__PROBLEMS TO SOLVE__.
1. List every organization named in the news report on the first U.S. Omicron case below, counting each one once.
2. From the news report on the first U.S. Omicron case, set down the passage that begins at the words "The case was" and stops after the words "a booster shot.".
3. Resume the news report on the first U.S. Omicron case after its last sentence.

__TEXT SECTION__.
= = =

The very first case of the newly identified COVID-19 Omicron variant has been detected in California, the U.S. Centers for Disease Control and Prevention announced on Wednesday.
What are the details?
In a news release, the public health agency said the new variant was detected in a fully vaccinated American traveler who returned from South Africa on Nov. 22.
"The individual, who was fully vaccinated and had mild symptoms that are improving, is self-quarantining and has been since testing positive," the CDC noted, adding, "All close contacts have been contacted and have tested negative."
The case was confirmed using genomic sequencing at the University of California-San Francisco.
During a press briefing, White House chief medical advisor Dr. Anthony Fauci told reporters that the individual, who has not been identified, tested positive for the variant on Nov. 29. He had reportedly not received a booster shot.
“The individual is self quarantining and all close contacts have been contacted and all close contacts, thus far, have tested negative,” Fauci added, according to CNBC. “We feel good that this patient not only had mild symptoms but actually the symptoms appear to be improving.”
In a statement issued Wednesday, the White House added, "It was only a matter of time before the first case of Omicron was detected in the U.S. We are prepared to meet this challenge with science and speed."

= = =

Items listed in a dataset:
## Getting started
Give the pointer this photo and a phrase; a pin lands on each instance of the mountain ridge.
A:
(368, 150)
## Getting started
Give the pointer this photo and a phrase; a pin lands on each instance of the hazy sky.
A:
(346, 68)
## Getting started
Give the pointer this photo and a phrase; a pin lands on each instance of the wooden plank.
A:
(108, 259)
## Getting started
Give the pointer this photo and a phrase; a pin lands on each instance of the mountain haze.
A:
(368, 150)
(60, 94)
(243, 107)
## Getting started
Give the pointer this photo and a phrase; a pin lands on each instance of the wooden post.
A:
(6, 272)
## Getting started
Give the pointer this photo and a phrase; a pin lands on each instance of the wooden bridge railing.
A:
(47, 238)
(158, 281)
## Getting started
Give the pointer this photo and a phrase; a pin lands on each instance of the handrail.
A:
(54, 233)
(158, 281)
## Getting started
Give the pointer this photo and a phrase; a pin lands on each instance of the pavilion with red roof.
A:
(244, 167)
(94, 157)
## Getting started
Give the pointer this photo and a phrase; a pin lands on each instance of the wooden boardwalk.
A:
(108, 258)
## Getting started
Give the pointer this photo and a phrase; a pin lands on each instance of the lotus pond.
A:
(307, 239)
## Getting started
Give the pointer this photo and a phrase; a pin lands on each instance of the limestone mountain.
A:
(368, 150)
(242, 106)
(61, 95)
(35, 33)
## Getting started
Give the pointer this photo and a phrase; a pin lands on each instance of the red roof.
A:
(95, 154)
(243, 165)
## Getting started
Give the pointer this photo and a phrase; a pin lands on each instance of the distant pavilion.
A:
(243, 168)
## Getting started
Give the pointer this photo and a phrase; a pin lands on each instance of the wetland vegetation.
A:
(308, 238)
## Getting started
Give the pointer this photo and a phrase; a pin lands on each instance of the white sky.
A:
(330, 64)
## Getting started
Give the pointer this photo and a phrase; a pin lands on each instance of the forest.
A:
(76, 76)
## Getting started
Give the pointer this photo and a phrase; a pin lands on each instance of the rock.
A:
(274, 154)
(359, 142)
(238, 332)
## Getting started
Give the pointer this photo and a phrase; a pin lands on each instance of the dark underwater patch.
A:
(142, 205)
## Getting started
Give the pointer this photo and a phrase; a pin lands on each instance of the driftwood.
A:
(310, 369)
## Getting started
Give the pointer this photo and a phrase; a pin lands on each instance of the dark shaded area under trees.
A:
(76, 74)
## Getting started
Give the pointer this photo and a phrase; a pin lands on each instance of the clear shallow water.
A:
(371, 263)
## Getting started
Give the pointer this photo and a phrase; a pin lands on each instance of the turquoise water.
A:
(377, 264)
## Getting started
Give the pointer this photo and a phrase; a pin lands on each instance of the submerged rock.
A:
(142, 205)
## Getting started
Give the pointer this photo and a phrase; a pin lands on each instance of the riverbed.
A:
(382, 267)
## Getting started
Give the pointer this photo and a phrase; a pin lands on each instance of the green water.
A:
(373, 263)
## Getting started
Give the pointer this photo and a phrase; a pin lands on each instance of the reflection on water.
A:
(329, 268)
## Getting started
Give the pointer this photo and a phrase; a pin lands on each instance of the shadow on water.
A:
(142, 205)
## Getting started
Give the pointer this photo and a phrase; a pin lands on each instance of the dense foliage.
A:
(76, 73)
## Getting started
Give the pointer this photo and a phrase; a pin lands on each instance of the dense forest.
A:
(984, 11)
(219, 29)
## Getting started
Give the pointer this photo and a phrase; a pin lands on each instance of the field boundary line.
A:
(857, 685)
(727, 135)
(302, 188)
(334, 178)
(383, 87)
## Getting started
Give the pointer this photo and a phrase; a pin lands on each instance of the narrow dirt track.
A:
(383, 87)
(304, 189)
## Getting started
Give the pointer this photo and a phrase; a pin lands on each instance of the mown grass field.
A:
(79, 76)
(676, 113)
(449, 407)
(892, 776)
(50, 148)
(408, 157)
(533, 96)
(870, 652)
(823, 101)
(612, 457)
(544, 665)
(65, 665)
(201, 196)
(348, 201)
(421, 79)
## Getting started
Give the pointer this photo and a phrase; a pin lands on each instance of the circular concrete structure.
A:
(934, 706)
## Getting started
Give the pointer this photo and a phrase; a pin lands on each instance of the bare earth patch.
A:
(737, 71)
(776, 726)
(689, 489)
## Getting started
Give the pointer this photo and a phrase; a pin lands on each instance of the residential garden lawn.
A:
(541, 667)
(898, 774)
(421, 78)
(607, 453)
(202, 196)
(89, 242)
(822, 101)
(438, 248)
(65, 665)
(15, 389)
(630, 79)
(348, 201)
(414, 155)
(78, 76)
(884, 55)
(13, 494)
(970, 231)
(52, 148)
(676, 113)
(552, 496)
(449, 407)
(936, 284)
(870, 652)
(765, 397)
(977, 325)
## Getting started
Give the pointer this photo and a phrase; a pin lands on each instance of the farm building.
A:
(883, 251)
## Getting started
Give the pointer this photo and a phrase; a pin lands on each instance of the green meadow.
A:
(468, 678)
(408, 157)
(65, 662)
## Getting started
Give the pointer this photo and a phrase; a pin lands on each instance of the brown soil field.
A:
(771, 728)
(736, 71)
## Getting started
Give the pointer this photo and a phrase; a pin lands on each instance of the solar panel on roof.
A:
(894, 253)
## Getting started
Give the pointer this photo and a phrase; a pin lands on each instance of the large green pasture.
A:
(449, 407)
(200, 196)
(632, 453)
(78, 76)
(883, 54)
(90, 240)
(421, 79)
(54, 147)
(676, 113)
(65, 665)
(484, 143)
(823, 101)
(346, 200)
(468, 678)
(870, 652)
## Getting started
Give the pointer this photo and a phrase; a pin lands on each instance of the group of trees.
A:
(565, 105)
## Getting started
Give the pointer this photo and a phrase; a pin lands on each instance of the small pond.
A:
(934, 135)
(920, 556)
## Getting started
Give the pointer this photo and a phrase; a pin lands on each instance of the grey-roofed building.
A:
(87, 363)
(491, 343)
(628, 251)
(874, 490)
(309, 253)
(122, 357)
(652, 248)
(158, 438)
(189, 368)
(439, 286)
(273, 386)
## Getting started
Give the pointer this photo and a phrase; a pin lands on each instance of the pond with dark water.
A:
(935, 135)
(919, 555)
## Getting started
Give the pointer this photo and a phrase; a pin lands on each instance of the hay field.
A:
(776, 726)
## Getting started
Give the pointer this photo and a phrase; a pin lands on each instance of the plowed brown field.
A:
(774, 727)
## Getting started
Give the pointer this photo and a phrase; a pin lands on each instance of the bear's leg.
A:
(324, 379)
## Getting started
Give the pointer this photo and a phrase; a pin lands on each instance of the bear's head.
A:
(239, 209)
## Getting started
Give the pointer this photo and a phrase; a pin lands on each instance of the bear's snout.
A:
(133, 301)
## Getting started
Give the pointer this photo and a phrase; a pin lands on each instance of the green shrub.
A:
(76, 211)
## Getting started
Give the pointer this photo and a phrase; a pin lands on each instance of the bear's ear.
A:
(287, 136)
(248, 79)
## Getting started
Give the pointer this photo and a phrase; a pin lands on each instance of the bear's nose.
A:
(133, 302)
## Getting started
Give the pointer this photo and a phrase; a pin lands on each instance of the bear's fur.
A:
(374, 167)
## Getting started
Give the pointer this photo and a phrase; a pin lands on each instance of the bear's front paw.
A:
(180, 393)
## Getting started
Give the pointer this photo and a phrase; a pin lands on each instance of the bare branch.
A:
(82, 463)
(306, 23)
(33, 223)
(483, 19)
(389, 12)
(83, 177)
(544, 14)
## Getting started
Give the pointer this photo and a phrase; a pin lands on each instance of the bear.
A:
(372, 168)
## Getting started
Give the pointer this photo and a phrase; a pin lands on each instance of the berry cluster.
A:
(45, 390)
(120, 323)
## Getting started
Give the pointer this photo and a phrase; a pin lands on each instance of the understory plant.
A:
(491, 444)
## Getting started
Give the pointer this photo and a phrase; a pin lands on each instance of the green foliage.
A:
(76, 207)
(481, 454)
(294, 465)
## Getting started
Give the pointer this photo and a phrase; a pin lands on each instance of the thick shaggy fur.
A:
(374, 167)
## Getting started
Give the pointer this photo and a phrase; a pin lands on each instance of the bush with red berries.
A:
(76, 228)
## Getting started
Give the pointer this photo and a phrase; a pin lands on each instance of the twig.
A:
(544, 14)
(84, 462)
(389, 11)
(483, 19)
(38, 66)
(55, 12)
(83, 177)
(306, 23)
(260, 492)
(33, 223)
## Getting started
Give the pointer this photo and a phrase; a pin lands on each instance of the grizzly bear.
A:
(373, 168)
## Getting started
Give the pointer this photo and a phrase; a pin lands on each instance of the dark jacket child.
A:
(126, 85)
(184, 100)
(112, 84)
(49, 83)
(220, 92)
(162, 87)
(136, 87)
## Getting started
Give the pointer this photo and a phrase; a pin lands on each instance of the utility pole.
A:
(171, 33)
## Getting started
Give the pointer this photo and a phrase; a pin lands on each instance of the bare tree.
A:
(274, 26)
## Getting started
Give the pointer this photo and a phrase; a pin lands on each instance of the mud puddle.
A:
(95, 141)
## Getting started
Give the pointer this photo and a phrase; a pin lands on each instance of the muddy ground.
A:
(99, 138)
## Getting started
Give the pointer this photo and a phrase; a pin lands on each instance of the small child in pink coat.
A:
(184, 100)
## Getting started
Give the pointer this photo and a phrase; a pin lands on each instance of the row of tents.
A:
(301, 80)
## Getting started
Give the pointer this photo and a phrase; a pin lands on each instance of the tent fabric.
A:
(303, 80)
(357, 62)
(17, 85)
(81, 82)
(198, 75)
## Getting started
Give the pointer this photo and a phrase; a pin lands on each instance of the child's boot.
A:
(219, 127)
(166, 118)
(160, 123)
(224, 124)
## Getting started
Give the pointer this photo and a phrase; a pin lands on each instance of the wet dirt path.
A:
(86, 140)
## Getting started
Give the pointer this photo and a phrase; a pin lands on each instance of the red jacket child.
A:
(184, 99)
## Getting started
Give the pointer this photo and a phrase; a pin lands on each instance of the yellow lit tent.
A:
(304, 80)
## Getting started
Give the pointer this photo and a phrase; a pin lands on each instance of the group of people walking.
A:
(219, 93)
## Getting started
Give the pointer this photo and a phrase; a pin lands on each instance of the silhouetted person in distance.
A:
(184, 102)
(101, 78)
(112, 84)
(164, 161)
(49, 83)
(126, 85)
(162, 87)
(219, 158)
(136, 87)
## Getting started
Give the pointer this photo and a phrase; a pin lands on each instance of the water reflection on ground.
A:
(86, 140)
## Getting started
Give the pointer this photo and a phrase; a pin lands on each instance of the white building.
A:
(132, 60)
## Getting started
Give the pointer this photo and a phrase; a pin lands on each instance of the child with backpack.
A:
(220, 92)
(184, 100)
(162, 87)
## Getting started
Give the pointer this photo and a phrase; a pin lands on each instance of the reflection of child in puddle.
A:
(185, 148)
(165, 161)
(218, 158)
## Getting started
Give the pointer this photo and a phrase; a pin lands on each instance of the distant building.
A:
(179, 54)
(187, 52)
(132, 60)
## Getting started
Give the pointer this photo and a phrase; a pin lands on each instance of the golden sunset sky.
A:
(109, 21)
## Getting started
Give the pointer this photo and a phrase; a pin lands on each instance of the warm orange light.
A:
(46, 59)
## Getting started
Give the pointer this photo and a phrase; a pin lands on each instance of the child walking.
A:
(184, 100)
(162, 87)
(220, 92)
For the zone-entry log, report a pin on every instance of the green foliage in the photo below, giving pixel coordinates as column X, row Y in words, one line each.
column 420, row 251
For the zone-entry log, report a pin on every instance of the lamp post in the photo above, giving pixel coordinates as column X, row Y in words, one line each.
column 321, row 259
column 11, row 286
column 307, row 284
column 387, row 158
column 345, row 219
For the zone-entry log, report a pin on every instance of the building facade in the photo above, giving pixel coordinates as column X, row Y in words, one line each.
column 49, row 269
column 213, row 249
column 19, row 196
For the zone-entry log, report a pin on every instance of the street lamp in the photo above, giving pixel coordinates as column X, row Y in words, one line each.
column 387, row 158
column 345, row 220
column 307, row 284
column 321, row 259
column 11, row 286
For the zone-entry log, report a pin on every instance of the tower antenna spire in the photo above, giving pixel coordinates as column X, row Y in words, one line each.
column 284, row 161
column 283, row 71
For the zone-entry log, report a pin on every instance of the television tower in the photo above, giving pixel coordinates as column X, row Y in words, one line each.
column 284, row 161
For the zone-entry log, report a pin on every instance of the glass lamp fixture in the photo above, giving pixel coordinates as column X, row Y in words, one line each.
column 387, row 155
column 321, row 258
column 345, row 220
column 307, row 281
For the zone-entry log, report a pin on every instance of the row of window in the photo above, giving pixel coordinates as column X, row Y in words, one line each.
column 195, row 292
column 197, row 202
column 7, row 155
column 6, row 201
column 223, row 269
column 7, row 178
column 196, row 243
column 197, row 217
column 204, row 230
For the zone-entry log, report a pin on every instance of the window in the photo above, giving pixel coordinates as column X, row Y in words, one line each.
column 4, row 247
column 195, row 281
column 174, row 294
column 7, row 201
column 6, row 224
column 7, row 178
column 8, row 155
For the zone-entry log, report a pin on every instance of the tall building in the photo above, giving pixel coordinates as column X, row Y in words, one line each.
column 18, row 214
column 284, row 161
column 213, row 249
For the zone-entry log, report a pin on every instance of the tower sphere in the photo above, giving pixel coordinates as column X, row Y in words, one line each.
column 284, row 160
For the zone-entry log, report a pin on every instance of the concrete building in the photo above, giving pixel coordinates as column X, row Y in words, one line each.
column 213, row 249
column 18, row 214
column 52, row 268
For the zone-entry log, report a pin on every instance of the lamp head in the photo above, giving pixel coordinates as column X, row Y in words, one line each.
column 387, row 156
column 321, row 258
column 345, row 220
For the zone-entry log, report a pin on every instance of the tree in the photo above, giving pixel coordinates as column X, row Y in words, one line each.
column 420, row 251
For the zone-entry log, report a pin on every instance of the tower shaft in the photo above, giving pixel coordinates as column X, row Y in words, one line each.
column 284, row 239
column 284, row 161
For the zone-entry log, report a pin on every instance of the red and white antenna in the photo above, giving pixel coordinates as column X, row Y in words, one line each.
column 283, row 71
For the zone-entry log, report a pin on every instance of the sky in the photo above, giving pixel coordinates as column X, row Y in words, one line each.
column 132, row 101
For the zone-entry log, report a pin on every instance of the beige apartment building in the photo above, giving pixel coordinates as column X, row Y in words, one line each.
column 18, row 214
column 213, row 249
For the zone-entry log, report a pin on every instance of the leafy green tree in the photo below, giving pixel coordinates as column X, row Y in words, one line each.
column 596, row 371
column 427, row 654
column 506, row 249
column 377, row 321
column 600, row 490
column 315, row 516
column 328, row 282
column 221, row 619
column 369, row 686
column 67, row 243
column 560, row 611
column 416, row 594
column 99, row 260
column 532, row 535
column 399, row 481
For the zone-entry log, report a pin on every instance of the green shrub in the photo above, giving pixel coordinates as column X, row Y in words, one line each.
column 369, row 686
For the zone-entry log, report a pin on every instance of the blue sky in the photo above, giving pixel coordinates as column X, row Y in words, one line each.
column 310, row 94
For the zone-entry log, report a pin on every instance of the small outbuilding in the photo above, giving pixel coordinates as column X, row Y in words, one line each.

= = =

__ANSWERS FOR THE EXERCISE__.
1.
- U.S. Centers for Disease Control and Prevention (CDC)
- University of California-San Francisco
- White House
- CNBC

2.
The case was confirmed using genomic sequencing at the University of California-San Francisco.
During a press briefing, White House chief medical advisor Dr. Anthony Fauci told reporters that the individual, who has not been identified, tested positive for the variant on Nov. 29. He had reportedly not received a booster shot.

3.
"The President’s medical team continues to believe that existing vaccines will provide some level of protection against severe illness from Omicron, and individuals who have gotten boosters have even stronger protection. As such, we urge all adults to get their booster shots and to get themselves and their kids vaccinated, if they haven’t already," the statement continued.
What's the background?
Omicron was first identified over Thanksgiving weekend in South Africa and among travelers from South Africa that had arrived in a handful of other countries. It has since been found in at least 23 countries, including Canada, the U.K., Israel, Belgium, the Netherlands, Germany, and Italy.
News of its detection almost immediately sparked worldwide hysteria due to some early indicators that the variant had the potential to be highly transmissible and resistant to current vaccines.
Global markets dipped, and several countries — including the U.S. — responded by banning travel from South Africa and neighboring countries in an effort to stop the spread. Mainstream media figures in the U.S. even panicked that the variant might do damage to President Joe Biden's agenda.
Omicron has since been listed as a "variant of concern" by the World Health Organization and is being closely monitored by scientists around the world.
This is a breaking news story. It may be updated.